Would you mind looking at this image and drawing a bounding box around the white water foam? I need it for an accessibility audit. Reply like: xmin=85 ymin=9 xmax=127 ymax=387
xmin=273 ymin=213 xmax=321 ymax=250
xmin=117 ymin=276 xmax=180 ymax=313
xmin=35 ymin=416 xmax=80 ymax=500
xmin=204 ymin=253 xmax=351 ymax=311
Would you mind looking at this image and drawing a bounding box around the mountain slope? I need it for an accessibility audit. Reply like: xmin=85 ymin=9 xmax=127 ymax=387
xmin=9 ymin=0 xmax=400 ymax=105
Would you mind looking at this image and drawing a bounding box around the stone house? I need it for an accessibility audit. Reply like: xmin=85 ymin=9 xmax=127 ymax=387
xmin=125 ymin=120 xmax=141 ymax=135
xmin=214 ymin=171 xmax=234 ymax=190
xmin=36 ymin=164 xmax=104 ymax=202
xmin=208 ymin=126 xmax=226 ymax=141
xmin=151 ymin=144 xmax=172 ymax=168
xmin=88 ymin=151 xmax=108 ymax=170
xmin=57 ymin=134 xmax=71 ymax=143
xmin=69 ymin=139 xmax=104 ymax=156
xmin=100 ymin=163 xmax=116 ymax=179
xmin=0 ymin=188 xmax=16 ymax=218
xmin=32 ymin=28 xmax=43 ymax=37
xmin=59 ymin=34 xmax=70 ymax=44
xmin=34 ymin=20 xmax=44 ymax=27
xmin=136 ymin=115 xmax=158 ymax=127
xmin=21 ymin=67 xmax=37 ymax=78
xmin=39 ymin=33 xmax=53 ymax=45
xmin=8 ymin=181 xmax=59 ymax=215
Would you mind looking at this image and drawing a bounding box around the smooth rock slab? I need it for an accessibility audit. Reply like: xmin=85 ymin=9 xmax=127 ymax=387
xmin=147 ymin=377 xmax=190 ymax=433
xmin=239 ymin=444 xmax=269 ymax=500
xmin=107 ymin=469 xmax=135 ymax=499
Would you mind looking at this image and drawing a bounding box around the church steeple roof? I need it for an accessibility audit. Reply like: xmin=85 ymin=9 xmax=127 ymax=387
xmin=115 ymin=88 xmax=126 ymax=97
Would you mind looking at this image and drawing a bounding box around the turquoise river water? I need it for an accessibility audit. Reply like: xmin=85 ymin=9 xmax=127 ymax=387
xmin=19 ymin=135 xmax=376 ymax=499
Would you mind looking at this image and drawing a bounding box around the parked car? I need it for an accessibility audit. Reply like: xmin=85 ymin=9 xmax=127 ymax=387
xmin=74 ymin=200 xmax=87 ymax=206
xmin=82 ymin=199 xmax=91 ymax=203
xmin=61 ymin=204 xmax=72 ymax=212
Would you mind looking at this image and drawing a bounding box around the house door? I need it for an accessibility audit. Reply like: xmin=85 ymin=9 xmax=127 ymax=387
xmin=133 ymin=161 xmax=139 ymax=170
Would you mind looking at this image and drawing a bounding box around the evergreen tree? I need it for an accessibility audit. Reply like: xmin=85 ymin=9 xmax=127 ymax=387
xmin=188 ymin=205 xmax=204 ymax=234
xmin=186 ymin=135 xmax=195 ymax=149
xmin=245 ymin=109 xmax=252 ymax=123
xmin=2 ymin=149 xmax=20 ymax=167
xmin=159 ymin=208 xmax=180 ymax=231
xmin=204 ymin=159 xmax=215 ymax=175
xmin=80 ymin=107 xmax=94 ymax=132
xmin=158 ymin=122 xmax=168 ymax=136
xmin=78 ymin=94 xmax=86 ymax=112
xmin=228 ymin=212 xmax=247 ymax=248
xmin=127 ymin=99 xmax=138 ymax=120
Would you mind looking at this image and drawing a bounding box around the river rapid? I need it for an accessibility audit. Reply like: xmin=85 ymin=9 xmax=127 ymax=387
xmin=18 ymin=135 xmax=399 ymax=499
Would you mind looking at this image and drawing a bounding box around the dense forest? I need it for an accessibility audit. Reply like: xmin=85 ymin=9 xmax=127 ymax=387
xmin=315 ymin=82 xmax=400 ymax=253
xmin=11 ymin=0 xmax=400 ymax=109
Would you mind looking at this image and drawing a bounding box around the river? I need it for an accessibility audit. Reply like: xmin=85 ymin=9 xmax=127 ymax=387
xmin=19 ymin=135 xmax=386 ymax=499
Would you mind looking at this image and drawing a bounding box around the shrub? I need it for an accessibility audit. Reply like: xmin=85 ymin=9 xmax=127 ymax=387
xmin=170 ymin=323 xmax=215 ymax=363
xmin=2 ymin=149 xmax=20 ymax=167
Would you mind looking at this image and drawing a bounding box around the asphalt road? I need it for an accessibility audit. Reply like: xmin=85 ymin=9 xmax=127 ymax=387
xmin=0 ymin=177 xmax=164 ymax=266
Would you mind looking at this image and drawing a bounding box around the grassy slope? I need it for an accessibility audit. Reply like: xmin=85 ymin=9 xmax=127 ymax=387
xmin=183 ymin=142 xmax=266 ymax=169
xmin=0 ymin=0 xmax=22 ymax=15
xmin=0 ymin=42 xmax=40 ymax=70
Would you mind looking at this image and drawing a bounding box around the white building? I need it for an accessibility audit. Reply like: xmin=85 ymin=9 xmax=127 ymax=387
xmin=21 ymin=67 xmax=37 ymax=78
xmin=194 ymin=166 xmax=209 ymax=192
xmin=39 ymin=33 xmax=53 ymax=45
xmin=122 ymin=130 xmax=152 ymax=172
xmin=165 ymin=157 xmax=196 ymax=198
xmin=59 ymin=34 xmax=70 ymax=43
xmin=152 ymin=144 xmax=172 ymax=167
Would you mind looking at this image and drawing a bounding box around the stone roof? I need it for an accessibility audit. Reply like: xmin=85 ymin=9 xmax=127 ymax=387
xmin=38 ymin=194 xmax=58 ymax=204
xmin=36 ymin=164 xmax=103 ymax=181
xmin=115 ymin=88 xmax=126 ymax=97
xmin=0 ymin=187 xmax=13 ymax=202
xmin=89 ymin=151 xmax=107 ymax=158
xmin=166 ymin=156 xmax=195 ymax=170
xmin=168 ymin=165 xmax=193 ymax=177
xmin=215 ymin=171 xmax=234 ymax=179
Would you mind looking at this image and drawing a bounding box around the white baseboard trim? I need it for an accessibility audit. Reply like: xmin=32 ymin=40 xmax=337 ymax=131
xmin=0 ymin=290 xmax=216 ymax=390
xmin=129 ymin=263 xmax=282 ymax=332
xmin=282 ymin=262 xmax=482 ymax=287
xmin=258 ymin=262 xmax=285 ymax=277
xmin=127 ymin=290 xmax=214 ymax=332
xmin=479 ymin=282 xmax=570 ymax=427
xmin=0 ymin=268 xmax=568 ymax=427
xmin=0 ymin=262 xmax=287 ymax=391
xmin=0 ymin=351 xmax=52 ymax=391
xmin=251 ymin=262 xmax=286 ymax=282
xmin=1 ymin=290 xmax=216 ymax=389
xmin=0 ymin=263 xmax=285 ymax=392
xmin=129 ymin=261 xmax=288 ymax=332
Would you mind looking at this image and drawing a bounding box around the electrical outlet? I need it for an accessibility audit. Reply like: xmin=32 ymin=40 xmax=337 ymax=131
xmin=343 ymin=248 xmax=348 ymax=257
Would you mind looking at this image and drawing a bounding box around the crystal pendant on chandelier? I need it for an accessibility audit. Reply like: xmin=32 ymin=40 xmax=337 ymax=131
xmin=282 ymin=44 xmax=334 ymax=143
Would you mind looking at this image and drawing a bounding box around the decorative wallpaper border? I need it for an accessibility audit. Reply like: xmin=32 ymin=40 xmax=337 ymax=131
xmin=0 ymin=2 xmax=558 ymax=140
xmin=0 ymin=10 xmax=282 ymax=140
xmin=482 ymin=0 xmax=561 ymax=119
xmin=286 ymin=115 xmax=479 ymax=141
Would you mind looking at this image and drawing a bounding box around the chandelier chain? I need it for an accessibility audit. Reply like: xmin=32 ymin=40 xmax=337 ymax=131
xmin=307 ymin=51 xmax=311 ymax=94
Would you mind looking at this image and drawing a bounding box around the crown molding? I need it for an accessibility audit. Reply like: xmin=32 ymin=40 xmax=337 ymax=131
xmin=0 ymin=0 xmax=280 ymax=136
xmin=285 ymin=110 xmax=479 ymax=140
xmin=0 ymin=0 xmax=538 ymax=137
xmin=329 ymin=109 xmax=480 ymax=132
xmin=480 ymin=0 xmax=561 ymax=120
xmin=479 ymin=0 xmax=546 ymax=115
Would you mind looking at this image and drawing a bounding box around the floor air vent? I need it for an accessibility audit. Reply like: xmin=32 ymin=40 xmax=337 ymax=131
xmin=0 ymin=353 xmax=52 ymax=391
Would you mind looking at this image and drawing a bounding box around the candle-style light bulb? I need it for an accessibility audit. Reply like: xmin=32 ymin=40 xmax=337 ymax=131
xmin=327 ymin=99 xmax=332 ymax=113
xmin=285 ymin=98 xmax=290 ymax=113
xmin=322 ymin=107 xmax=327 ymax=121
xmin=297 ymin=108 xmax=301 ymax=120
___
Please restate word for word only the lines from the one with "around the electrical" through the final line of the listing above, both of them included.

Would you mind looking at this image and drawing a bounding box around the electrical outlet? I need it for an accessibility audit. Reply like: xmin=32 ymin=40 xmax=337 ymax=131
xmin=343 ymin=248 xmax=348 ymax=257
Would you mind looking at this image and drawing a bounding box around the crystal pendant on chandelier? I need it for an accessibility audit. Reply like: xmin=32 ymin=40 xmax=337 ymax=131
xmin=282 ymin=44 xmax=334 ymax=143
Would you mind looking at this image and drawing a bounding box around the decorative wallpaper border? I need it for an accessibility audit. Reply like: xmin=32 ymin=40 xmax=337 ymax=131
xmin=0 ymin=2 xmax=558 ymax=140
xmin=0 ymin=10 xmax=282 ymax=140
xmin=482 ymin=0 xmax=561 ymax=119
xmin=286 ymin=115 xmax=479 ymax=141
Would you mind looking at this image and drawing a bounding box around the chandelier chain? I need it for an accessibility audit. Reply like: xmin=32 ymin=40 xmax=337 ymax=131
xmin=307 ymin=51 xmax=311 ymax=94
Would you mind looking at this image and drawing a bounding box around the crown molding? I need it for an accessibility audit. Reply like: xmin=32 ymin=40 xmax=337 ymax=131
xmin=0 ymin=0 xmax=280 ymax=136
xmin=285 ymin=110 xmax=479 ymax=140
xmin=0 ymin=0 xmax=538 ymax=137
xmin=329 ymin=109 xmax=480 ymax=132
xmin=480 ymin=0 xmax=561 ymax=120
xmin=479 ymin=0 xmax=546 ymax=115
Would you mind looking at this image and drawing a bounding box around the floor air vent? I need it for an accessibility audit. Reply like: xmin=32 ymin=40 xmax=337 ymax=131
xmin=0 ymin=353 xmax=52 ymax=391
Would you mind looking at this image and drawing a bounding box around the candle-style light bulb? I need it for an accessibility audit. Reply like: xmin=32 ymin=40 xmax=337 ymax=131
xmin=327 ymin=99 xmax=332 ymax=113
xmin=285 ymin=98 xmax=290 ymax=113
xmin=322 ymin=107 xmax=327 ymax=121
xmin=297 ymin=108 xmax=301 ymax=120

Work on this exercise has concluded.